Render every line of the records as a Markdown table, skipping blank lines, with a "Row" column numbering the lines and a "Text" column holding each line.

__Material provided__:
— BEGIN —

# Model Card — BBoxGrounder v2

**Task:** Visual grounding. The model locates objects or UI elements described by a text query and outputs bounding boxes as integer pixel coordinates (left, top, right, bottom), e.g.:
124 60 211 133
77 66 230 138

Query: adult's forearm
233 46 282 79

— END —

__Task answer__:
| Row | Text |
|---|---|
| 1 | # Model Card — BBoxGrounder v2 |
| 2 | **Task:** Visual grounding. The model locates objects or UI elements described by a text query and outputs bounding boxes as integer pixel coordinates (left, top, right, bottom), e.g.: |
| 3 | 124 60 211 133 |
| 4 | 77 66 230 138 |
| 5 | Query: adult's forearm |
| 6 | 233 46 282 79 |